• Brief
Please return, word for word, the part of the article on migrant workers in Calabria's orange harvest between "Each year during" and "paying for transportation.", inclusive.

Italy's orange harvest makes healthy migrants sick
January 31, 2017The roads that cross Calabria's Gioia Tauro Plain are narrow and winding. They are embedded in endless fields of citrus groves. There are few old cottages, and the street signs are riddled with bullets. It's midwinter, and the orange and mandarin trees are laden with ripe fruit. Seasonal workers are here to collect them.
Each year during the orange-picking season, thousands of migrants from Africa and Eastern Europe come to Rosarno and the surrounding countryside, looking for work in the fruit and vegetable harvests. At first light of dawn they stand in the cold along the roadside, waiting to be picked up and driven to the orchards.
"We are here and we wait," says Moussa, from Gambia. "Some days we work, others not. If we work, we get paid 20, 25 euros per day, but it depends on the strength of your arms because we work by piece."
The figure they are waiting for is a foreman, who charges them three to five euros for the drive. Others, the lucky ones, reach the remote countryside by bicycle and avoid paying for transportation.

• Records provided
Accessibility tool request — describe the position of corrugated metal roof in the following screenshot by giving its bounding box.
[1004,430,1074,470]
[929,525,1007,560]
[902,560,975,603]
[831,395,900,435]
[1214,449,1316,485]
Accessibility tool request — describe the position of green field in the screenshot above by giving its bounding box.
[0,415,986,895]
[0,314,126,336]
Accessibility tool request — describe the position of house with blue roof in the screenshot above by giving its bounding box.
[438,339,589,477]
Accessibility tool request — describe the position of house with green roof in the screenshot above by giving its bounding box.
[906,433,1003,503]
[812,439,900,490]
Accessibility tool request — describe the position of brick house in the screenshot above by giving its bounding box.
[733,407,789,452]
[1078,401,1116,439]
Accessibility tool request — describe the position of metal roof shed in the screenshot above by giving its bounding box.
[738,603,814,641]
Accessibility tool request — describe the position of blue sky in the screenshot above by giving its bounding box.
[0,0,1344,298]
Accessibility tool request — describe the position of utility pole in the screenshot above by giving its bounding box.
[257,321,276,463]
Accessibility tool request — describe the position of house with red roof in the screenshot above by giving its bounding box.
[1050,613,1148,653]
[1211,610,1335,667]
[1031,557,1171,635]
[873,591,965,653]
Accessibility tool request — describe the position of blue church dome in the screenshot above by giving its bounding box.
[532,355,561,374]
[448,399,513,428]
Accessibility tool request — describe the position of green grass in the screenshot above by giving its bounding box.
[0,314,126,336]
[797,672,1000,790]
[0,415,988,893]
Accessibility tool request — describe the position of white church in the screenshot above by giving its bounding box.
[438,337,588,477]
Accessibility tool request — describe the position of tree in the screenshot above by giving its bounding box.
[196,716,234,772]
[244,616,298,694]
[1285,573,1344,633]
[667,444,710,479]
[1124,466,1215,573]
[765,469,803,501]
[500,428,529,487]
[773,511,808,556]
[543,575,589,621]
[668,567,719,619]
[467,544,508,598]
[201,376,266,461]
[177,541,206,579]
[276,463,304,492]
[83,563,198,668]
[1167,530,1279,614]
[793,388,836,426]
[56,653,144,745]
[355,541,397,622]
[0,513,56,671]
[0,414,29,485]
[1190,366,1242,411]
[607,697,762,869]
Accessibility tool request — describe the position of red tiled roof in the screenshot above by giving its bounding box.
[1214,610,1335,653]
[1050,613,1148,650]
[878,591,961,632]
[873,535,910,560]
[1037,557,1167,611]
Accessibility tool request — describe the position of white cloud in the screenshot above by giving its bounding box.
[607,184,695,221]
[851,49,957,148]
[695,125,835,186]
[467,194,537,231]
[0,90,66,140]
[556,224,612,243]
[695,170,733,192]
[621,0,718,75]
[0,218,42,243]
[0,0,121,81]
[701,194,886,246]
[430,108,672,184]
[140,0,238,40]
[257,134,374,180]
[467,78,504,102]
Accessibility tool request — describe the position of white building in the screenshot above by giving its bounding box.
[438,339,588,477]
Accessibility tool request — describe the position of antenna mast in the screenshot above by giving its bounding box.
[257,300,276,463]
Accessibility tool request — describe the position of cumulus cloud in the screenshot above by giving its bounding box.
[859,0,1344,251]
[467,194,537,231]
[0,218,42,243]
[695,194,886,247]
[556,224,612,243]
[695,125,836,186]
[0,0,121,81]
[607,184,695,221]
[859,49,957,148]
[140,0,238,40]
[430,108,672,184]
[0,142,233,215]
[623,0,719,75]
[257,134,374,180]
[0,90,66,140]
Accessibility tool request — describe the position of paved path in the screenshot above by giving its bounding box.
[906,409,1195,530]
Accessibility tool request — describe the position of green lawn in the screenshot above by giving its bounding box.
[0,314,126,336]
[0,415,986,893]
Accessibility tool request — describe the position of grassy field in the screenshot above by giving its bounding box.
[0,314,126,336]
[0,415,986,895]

• Response below
Each year during the orange-picking season, thousands of migrants from Africa and Eastern Europe come to Rosarno and the surrounding countryside, looking for work in the fruit and vegetable harvests. At first light of dawn they stand in the cold along the roadside, waiting to be picked up and driven to the orchards.
"We are here and we wait," says Moussa, from Gambia. "Some days we work, others not. If we work, we get paid 20, 25 euros per day, but it depends on the strength of your arms because we work by piece."
The figure they are waiting for is a foreman, who charges them three to five euros for the drive. Others, the lucky ones, reach the remote countryside by bicycle and avoid paying for transportation.